Dataset items

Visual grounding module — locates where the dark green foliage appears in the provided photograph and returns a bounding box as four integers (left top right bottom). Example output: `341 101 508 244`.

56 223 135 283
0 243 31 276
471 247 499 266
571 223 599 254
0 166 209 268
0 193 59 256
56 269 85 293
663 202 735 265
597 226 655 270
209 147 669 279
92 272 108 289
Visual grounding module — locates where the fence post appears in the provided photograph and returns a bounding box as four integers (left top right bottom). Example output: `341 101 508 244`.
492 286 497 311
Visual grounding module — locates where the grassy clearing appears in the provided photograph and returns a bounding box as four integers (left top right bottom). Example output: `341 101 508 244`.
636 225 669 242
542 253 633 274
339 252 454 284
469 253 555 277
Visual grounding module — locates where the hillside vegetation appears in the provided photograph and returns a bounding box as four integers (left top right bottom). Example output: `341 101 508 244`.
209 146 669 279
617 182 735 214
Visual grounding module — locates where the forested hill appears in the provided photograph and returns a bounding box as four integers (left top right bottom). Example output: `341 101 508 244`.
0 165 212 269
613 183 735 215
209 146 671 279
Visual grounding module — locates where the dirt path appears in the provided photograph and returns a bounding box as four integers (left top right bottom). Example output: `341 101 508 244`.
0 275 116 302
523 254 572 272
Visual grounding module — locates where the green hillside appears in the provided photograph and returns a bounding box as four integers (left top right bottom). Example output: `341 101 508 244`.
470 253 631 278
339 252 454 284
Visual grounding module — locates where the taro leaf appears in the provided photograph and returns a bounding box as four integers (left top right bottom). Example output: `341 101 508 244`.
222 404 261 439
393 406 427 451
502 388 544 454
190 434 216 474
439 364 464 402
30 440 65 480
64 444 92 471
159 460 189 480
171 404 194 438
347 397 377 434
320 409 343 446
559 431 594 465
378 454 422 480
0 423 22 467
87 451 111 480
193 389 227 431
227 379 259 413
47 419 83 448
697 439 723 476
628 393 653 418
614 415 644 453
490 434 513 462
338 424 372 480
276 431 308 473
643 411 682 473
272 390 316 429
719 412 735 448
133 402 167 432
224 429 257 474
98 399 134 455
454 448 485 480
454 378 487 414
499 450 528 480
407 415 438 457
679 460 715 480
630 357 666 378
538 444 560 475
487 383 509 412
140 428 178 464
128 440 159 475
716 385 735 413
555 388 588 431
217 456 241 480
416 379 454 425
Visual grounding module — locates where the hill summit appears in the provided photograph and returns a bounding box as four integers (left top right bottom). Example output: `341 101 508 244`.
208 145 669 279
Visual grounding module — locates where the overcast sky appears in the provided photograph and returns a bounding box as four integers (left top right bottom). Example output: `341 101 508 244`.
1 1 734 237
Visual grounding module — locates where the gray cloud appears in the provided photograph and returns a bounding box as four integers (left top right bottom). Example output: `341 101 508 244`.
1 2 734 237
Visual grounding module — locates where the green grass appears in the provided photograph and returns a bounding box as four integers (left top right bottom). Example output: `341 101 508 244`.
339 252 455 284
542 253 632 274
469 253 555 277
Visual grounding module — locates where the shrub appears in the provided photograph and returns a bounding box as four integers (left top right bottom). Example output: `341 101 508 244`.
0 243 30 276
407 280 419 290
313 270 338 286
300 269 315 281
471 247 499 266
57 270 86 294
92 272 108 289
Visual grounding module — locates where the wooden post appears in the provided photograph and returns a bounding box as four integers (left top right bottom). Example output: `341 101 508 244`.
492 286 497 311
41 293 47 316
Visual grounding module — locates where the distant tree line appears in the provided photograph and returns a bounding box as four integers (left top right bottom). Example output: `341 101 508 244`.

## GOAL OF THE EXERCISE
Each record above has to be retyped exactly, with nothing left out.

## FINAL ANSWER
Visual grounding module — locates where the dark green foliage appears in the provided photograph and returns a bounding box as four integers (left top right bottom). Example output: `341 101 508 244`.

56 223 135 283
0 243 31 276
471 247 499 266
571 223 599 254
0 166 209 268
0 193 59 256
56 269 85 293
663 202 735 265
597 226 655 270
209 147 669 279
92 272 108 289
Visual grounding module — locates where the fence post appears in the provided photograph and returns a bounding box as four integers (left top right bottom). Example output: `341 101 508 244`.
492 286 497 311
Visual grounding module — locates where the grassy clearing appears in the provided photograph and returns a bounding box as four integers (left top right bottom). Example output: `341 101 508 244`.
636 225 669 242
542 253 633 274
339 252 454 284
469 253 555 277
Visual grounding module — locates where the hillside vegetation appears in the provided photograph and returns a bounding box as four integers (left top right bottom). Example output: `341 101 508 244`.
209 146 669 279
617 182 735 214
Visual grounding module — locates where the forested hill appears in the provided photograph and returns a bounding box as four integers (left top right bottom). Example output: `341 101 508 244`.
0 165 212 269
613 183 735 215
209 146 671 279
Visual grounding module — locates where the dirt path appears in the provided photograph and returns a bounding box as four integers (left top right bottom). Example output: `341 101 508 244`.
0 275 116 302
523 254 572 272
Visual grounding module — locates where the green hillside appears in the provided photograph and returns a bounding box as four integers (left top right bottom). Example output: `341 101 508 244`.
470 253 631 278
339 252 454 284
Visual grounding module — locates where the taro leaf appears in the provided photograph and returns a bounding box as four integers (left top right bottom). Example output: `341 101 508 244`.
222 404 261 439
393 406 427 451
502 388 544 454
190 434 216 474
439 364 464 402
30 440 65 480
64 444 92 471
159 460 189 480
171 404 194 438
347 397 377 434
320 409 343 446
559 431 594 465
378 454 422 480
0 423 22 467
87 451 111 480
193 389 227 431
227 379 259 413
47 419 83 448
697 439 723 476
628 393 653 418
614 415 644 453
490 434 513 462
338 424 372 480
276 431 308 473
643 411 682 473
272 390 316 429
719 412 735 448
133 402 167 432
224 429 257 474
98 399 134 455
454 448 485 480
454 378 487 414
499 450 528 480
407 415 438 457
679 460 715 480
630 357 666 378
538 444 560 475
487 383 509 412
140 428 178 464
128 440 159 475
716 385 735 413
555 388 588 431
217 456 241 480
416 379 454 425
Visual grounding module — locates where the hill summit appears in the provided photograph and returns a bounding box as four integers (left top right bottom). Example output: `341 101 508 244`.
208 145 669 279
Visual grounding module — locates where the overcast sky appears in the provided photograph and returns a bounding box as four integers (left top right bottom). Example output: `341 101 508 244`.
1 1 734 237
Visual grounding module — locates where the gray cloud appears in the provided photograph and returns a bounding box as four integers (left top right bottom). Example output: `341 101 508 244`.
1 2 734 237
Visual grounding module — locates where the green grass appears in the provided photograph and returns a bounding box as four integers (left top right bottom). Example output: `341 101 508 244`.
339 252 455 284
542 253 632 274
469 253 555 277
Visual grounding module — locates where the shrub appears in the provided photograph and returns a bounding box as four integers (left top right bottom). Example output: `341 101 508 244`.
0 243 30 276
407 280 419 290
313 270 338 286
300 269 315 281
471 247 499 266
57 270 86 294
92 272 108 289
Visual grounding module — locates where the wooden post appears in the provided photograph and returns a bounding box as four integers (left top right bottom). Example output: `341 101 508 244`.
492 286 497 311
41 293 47 316
Visual grounding module — locates where the distant tree line appears in the provided photograph and returns a bounding box as four integers (left top right bottom). Example output: `341 101 508 244`.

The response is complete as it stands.